DIRECTIONS FOR THIS TASK: Find the lines in these entries that include the word "green" and state how many there are, with no other words.

INFORMATION SHOWN:
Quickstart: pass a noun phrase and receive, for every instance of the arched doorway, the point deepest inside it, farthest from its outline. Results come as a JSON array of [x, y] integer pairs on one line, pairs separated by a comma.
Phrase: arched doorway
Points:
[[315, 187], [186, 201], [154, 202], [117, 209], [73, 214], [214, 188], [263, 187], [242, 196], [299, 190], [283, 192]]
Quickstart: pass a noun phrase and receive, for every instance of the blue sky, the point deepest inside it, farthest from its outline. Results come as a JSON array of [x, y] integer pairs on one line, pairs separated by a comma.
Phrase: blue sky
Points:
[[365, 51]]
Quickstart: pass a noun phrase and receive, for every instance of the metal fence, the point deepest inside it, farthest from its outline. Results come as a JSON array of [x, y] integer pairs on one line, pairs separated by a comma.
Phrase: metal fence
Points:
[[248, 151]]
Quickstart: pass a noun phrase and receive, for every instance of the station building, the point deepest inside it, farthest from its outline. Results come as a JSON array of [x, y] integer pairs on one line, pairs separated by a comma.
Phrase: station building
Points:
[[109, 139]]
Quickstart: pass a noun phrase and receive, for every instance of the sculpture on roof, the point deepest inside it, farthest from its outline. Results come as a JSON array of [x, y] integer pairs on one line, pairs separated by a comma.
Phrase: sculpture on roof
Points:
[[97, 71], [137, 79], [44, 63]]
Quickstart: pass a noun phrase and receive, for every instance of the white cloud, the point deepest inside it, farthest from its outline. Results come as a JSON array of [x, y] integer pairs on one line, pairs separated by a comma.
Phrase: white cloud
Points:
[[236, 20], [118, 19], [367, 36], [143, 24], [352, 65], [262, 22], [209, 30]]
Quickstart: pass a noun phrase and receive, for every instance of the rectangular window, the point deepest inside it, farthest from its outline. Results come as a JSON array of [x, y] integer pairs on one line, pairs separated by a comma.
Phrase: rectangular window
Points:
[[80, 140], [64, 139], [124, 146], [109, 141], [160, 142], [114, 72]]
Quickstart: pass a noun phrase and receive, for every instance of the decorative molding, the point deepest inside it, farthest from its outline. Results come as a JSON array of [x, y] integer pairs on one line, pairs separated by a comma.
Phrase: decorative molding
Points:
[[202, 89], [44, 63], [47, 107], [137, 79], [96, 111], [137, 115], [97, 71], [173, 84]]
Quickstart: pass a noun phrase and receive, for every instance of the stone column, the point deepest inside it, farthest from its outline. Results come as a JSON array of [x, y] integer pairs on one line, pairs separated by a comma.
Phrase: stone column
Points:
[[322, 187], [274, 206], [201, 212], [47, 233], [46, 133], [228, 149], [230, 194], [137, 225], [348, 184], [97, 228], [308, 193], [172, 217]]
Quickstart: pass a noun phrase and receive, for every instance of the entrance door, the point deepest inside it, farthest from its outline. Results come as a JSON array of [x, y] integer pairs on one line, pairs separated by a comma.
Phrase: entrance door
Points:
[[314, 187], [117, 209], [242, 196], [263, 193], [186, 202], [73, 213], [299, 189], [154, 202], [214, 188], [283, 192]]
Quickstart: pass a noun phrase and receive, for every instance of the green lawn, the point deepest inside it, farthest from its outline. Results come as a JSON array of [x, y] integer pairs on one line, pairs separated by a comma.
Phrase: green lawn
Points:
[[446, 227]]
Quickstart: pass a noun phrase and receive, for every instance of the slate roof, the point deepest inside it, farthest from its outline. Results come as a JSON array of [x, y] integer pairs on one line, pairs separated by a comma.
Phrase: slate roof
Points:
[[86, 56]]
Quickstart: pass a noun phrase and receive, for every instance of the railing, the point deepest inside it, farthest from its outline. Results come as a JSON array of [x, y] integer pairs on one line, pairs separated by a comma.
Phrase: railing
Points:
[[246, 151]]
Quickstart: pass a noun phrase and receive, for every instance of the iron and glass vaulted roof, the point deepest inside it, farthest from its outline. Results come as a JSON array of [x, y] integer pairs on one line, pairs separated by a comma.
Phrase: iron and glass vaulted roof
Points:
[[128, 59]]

REPLY TO THE TASK: 2